# TASK TO CARRY OUT
Resume the Dalah episode script and continue it after its last line.

Dalah: Death and the Flowers (2025) s01e01 Episode Script

Episode 1

1
Dalah. Do you trust me?
DALAH: DEATH AND THE FLOWERS
My beloved fellow party members,
please give a round of applause
for our prime minister candidate,
Anusorn "Ohm" Uathepa.
Ohm! Ohm!
Let it end in our generation!
Thank you.
-Prime Minister!
-My prime minister!
Thank you, Mr. Vibul
and the For Thai Society Party,
for your confidence in selecting me
as the candidate in this election.
I've been asked
why I chose to make feminism
the central focus of my campaign,
especially when Thai society has shifted
its attention toward the LGBTQ+ movement.
Some even question
if our party is moving backward.
But we’re taking a step back
to make a giant leap forward.
FOR THAI SOCIETY PARTY
#BECAUSEWEAREALLEQUAL
…is a promise
that no one will be left behind.
We’re not using "Gender Diversity"
as a trendy buzzword.
We, the party,
and everyone who shares this ideology,
are committed to working
to dismantle the patriarchy
that has held this country back
for far too long.
Miss Dalah.
Miss Dalah,
are you rearranging our flowers again?
Next time, you should inform us
before touching the hotel’s property.
The angle bugs me.
Mr. Rat.

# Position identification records
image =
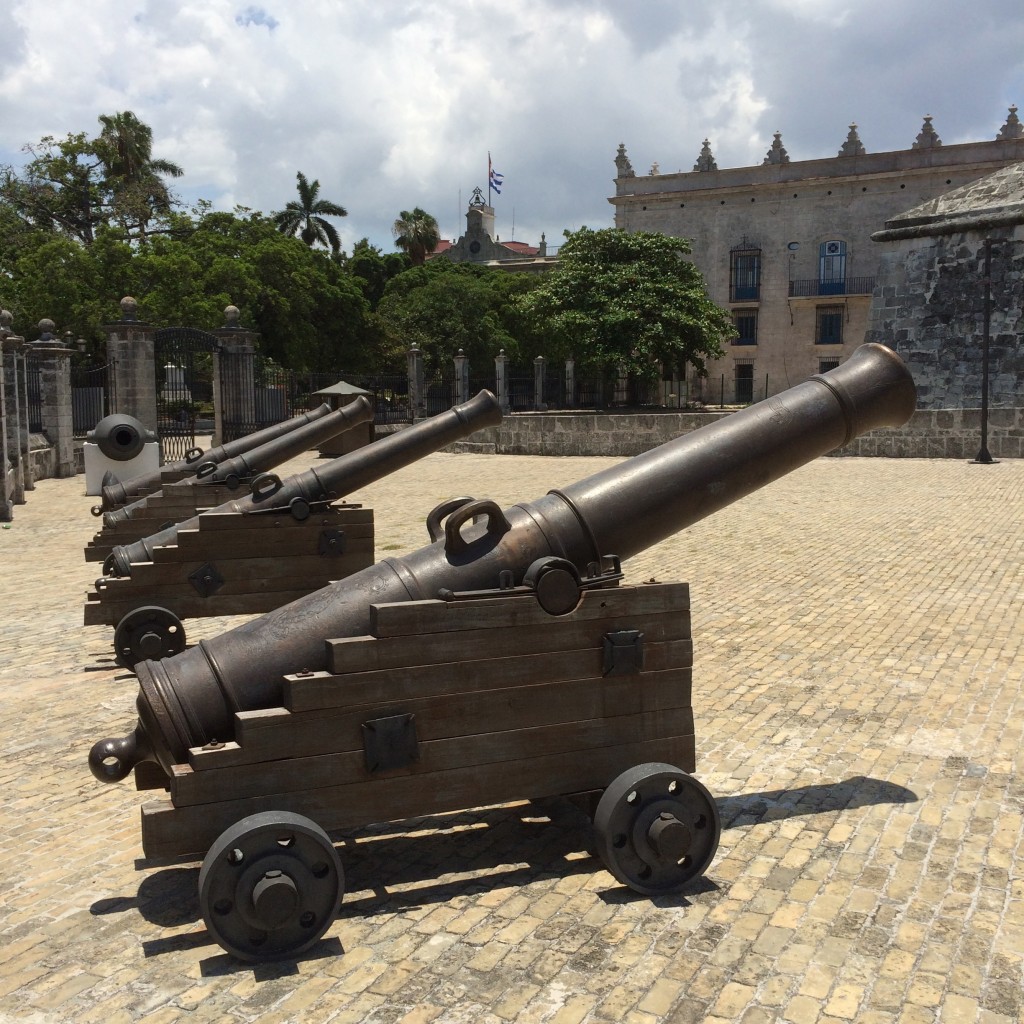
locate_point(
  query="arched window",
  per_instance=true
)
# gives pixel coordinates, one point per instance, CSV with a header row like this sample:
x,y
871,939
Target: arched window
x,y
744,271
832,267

* * *

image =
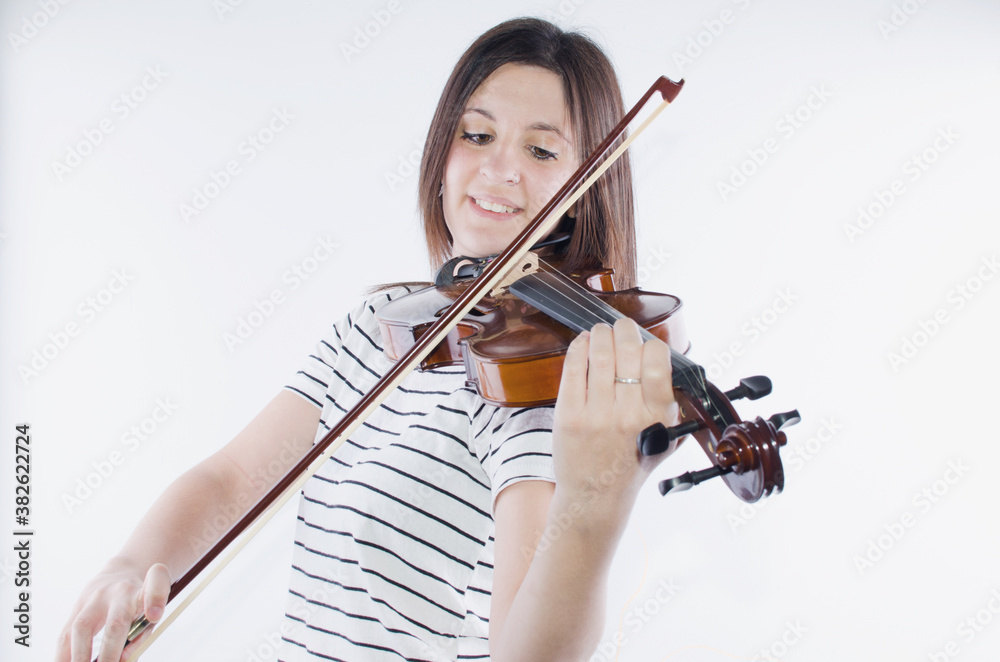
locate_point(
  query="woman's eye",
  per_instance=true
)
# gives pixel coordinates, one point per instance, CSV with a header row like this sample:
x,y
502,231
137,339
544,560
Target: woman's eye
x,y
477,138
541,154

# EXERCISE OUTPUT
It's Sarath.
You…
remember my name?
No, but I can read.
Right.
Does this flower you gave me
have a special meaning?
Yes.
And what would that be?
You should know where the trash can is.
THE FLOWER OF LOVE CONFESSION
All Thai men are full of themselves,
aren't they?
I'm just trying to decode your message.
Miss Dalah.
Miss Dalah.
Hey, be careful.
Good afternoon, Miss Dalah.
I’ve seen your floral design.
It’s going to be extravagant!
-Thank you.
-Alright.
Make sure to take plenty of photos
of the flowers for our hotel’s PR.
Mr. Ohm Anusorn, the groom,
is all the rage right now.
Sure, Boss.
No mall!
No mall!
No mall!
-The Square must not be demolished!
-No mall!
The Square is our life!
-It's our flesh!
-Wait for daddy here, baby.
And blood!
-Alright.
-You cannot destroy it!
No mall!
No mall!
No mall!
No mall!
No mall!
-Mr. Sanchai.
-No mall!
Please, calm down first.
Calm down how?
The backhoes
are about to destroy our homes!
Don’t use us as pawns
in your nephew’s wedding.
Have you forgotten
your grandfather’s promise?
Have you forgotten
Tong killed himself
because of your family’s greed?
How could you say that?
-Poor Tong.
-Yeah.
-So sad.
-Ekasit, you piece of shit!
We didn’t forget.
You have to stop the demolition now.
Okay.
I'll make a call right now.
No mall!
No mall!
How much longer
do I have to clean up Uathepa's shit?
It's going to be a landslide win.
My Ohm is definitely going to be
the next prime minister.
Your Ohm has caused
quite a stir at the Square.
Hey, Ekasit.
The new mall
will benefit both our families.
But the ones they’re condemning,
should it be the one who wants the mall
or us, who have always been compromising?
Facing a bit of backlash
is not a big deal, right?
Always remember that…
See, even your nephew
knows our motto by heart.
Well, actually, Ohm--
Mom.
You can’t blame Ohm.
I’m sure he’s figured it all out,
that the world has to move forward.
With Ohm as the future?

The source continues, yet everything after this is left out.